Pull out each line of the data below that contains the string "street", and copy those lines unchanged.

::: Material provided

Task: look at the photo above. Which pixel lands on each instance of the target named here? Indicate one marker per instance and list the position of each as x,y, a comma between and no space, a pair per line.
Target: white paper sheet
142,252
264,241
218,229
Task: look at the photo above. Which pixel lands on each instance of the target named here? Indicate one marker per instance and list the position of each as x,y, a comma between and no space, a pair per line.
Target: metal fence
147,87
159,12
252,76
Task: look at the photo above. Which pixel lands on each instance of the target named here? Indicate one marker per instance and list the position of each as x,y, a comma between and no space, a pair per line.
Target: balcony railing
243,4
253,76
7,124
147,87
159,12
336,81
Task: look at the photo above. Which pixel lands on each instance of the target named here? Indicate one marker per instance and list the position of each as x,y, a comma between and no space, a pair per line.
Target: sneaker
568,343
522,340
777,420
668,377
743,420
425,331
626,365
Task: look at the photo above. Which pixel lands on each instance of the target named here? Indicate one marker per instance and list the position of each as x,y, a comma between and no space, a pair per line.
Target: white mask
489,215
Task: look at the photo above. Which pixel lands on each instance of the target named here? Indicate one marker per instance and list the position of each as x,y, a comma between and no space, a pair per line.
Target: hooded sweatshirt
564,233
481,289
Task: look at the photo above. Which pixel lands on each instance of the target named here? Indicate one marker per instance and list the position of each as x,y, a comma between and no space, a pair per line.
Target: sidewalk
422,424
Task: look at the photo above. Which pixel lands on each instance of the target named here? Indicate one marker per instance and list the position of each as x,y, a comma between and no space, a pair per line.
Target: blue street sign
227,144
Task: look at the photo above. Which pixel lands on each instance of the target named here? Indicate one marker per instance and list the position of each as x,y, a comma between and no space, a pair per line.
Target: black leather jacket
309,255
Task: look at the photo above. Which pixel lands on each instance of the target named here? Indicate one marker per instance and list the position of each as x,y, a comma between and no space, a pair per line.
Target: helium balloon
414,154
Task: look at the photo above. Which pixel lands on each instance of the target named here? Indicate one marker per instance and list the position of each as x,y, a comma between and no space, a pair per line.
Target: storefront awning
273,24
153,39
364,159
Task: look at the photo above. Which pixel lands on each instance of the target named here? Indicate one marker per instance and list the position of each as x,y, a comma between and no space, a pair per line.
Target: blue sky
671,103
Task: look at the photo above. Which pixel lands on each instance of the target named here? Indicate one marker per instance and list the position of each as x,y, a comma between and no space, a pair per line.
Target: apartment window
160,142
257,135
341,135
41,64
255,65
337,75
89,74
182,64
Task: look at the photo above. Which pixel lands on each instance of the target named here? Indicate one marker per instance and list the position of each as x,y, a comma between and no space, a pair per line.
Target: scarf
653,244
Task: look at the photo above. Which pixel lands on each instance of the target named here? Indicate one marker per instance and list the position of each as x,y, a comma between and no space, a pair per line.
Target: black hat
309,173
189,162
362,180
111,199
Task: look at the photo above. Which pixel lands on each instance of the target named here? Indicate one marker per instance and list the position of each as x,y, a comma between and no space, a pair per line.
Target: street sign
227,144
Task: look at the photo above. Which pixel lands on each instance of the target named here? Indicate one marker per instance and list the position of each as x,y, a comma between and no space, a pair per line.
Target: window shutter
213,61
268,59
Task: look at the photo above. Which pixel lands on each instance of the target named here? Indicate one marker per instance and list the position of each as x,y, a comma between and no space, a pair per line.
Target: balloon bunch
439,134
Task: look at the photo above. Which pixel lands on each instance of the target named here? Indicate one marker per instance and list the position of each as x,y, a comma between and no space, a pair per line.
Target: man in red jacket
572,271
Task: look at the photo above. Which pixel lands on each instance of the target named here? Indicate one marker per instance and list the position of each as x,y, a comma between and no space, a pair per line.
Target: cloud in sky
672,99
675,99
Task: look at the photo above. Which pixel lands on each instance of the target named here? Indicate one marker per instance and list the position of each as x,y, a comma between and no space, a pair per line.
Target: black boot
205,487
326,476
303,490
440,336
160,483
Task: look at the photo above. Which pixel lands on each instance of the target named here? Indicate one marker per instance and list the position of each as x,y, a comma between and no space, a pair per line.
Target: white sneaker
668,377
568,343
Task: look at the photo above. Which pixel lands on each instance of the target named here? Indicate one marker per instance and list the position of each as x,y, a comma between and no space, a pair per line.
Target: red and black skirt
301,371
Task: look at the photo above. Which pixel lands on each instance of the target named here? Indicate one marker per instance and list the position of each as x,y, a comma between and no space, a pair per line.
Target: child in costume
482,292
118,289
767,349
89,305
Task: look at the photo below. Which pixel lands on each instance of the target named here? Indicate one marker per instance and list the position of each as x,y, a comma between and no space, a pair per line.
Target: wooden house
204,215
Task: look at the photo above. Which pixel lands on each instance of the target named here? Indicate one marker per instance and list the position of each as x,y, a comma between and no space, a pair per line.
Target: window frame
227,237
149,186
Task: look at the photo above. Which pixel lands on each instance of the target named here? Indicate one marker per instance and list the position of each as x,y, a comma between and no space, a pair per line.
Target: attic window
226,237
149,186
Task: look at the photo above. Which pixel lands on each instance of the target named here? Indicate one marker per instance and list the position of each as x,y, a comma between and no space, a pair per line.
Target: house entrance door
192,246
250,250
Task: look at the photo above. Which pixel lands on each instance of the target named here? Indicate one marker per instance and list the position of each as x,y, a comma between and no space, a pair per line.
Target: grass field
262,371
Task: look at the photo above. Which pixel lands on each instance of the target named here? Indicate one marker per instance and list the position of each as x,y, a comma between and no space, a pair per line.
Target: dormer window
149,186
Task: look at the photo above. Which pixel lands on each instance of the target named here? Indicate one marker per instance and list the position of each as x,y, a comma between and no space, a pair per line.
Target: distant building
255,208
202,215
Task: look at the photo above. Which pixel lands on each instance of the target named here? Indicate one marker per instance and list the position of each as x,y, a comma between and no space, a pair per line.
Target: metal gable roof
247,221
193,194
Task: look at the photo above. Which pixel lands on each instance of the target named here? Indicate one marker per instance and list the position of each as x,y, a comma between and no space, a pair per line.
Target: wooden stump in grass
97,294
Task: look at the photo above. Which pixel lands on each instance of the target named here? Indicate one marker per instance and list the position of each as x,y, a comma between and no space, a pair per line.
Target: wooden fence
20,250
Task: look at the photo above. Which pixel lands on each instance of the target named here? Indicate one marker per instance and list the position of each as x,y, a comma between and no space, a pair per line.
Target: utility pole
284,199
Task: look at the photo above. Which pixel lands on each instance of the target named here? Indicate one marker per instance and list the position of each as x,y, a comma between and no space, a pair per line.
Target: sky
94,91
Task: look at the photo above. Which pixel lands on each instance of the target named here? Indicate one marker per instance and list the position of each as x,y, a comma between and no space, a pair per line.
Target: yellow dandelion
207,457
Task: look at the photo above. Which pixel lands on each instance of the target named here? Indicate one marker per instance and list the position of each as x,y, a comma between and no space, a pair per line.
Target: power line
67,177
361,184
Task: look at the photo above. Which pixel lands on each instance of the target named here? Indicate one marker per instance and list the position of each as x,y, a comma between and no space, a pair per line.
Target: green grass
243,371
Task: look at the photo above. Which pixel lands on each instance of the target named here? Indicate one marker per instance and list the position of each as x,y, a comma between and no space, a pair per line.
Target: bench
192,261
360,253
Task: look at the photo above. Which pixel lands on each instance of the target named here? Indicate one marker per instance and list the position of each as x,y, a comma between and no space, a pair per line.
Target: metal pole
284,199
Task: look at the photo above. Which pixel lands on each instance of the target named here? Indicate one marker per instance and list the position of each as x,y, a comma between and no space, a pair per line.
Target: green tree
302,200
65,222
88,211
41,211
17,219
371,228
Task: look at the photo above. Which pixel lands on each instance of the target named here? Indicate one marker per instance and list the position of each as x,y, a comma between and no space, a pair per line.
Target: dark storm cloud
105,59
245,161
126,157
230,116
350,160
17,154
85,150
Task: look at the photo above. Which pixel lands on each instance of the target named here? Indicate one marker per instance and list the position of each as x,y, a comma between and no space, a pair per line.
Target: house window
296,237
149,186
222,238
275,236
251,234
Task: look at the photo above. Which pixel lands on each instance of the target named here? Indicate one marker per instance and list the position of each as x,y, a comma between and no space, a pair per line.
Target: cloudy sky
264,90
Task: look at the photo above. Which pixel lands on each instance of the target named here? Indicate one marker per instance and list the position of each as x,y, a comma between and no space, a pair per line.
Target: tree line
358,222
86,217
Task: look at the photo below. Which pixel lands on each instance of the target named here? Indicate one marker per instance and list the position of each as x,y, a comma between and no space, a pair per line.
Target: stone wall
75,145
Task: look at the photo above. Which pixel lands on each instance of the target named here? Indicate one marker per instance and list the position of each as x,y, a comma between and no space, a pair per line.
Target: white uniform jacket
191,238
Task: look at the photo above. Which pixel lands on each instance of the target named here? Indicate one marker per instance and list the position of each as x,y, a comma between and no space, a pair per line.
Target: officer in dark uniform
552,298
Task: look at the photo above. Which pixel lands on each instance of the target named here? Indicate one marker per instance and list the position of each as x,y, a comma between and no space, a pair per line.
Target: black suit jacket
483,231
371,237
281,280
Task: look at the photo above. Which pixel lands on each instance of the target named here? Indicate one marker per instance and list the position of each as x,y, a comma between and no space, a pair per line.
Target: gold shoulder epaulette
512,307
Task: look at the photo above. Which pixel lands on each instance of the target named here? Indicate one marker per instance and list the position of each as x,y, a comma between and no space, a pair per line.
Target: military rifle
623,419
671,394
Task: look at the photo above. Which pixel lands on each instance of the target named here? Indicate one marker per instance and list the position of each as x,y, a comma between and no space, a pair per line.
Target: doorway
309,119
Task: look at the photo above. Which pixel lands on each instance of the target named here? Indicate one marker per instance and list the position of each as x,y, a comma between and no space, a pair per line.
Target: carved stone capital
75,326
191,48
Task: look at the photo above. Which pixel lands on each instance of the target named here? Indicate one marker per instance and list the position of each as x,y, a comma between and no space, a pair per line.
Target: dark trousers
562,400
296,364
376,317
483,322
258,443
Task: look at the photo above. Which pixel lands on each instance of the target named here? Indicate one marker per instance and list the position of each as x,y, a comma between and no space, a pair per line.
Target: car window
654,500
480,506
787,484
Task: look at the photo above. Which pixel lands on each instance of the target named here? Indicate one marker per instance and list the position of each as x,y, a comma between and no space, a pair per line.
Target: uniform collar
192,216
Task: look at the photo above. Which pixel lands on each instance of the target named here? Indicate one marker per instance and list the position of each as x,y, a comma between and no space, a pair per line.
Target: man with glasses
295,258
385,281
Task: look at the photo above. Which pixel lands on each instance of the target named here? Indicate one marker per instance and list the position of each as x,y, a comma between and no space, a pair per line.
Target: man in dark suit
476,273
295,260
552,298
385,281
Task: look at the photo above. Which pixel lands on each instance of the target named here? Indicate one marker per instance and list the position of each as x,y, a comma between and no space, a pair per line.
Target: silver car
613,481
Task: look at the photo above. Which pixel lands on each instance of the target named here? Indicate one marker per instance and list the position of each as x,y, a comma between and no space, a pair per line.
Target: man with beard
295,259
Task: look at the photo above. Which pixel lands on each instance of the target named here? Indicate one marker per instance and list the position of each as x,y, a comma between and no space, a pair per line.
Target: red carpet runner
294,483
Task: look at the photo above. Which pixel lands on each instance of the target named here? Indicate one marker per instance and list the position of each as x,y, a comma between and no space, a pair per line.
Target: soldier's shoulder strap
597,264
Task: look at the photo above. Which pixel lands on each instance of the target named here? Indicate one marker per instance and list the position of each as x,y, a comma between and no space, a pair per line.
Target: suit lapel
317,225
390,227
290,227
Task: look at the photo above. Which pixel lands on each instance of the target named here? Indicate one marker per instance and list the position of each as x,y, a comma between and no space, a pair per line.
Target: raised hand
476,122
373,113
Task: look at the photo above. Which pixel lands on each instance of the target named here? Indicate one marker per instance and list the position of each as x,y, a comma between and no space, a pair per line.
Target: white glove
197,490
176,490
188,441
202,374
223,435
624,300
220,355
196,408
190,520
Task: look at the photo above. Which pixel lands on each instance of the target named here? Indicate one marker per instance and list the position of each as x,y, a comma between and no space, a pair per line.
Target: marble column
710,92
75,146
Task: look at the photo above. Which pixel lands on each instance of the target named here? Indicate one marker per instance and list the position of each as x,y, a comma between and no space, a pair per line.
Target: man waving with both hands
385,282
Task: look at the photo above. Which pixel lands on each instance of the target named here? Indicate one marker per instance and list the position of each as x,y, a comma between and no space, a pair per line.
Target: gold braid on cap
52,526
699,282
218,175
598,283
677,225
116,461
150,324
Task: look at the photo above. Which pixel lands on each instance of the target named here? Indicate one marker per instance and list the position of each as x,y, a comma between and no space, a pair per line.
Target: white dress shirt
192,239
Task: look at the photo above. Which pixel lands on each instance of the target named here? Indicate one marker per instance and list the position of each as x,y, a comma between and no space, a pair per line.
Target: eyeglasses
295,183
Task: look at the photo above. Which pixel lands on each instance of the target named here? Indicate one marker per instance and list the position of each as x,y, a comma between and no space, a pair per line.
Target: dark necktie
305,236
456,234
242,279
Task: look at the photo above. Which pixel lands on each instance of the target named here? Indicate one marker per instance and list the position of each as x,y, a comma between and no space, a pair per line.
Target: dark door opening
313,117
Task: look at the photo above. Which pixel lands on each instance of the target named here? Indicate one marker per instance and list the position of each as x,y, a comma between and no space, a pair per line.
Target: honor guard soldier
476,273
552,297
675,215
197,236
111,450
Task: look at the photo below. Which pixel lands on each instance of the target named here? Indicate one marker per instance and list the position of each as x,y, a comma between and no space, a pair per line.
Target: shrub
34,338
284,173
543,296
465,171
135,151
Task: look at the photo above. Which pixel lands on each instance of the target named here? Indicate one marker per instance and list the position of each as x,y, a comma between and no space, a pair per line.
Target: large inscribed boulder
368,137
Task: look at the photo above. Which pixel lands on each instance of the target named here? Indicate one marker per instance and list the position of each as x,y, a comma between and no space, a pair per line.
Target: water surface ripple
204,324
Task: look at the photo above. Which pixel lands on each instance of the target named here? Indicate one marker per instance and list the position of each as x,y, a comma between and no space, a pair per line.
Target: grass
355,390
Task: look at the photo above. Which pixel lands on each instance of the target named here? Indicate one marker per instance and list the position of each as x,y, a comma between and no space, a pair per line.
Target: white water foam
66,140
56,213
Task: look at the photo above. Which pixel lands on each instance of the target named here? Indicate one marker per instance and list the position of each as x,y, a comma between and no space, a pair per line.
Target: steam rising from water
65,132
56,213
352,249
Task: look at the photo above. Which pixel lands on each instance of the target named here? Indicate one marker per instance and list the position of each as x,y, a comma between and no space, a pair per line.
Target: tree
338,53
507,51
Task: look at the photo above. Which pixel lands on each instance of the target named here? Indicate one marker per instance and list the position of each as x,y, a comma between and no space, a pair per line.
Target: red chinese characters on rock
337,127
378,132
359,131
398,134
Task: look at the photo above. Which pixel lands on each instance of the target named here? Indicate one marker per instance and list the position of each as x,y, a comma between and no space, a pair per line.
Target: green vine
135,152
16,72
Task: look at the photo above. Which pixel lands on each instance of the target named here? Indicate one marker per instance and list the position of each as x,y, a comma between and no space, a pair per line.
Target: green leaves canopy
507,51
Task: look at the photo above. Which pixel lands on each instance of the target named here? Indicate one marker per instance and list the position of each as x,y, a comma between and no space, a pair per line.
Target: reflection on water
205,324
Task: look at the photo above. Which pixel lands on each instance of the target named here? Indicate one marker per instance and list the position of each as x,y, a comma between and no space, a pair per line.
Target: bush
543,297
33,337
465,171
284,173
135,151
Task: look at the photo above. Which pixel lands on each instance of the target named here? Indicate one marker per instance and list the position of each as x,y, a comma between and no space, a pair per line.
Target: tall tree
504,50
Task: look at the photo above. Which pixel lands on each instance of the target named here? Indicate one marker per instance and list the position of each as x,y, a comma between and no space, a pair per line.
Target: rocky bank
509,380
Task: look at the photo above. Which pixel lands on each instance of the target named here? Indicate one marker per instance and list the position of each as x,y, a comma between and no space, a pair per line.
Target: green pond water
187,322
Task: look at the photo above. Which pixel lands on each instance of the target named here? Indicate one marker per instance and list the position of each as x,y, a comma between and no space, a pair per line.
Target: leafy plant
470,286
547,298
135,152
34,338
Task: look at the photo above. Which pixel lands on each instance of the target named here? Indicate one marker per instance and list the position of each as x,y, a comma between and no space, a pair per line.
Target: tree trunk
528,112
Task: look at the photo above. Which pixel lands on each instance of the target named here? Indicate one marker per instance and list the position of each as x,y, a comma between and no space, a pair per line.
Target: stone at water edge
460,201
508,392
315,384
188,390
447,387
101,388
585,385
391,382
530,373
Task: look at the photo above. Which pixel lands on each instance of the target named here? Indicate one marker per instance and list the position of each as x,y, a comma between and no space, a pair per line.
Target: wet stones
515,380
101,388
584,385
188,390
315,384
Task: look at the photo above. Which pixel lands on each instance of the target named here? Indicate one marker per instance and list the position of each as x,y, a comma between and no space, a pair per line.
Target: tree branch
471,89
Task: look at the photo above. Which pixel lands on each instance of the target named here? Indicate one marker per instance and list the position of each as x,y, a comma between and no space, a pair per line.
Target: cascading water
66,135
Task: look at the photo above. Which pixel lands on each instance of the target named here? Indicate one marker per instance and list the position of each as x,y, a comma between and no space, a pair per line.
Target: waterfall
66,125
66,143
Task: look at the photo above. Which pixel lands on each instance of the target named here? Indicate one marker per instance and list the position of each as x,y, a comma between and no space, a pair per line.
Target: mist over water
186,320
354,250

::::::

:: Final result ::
Target: blue street sign
Target: street sign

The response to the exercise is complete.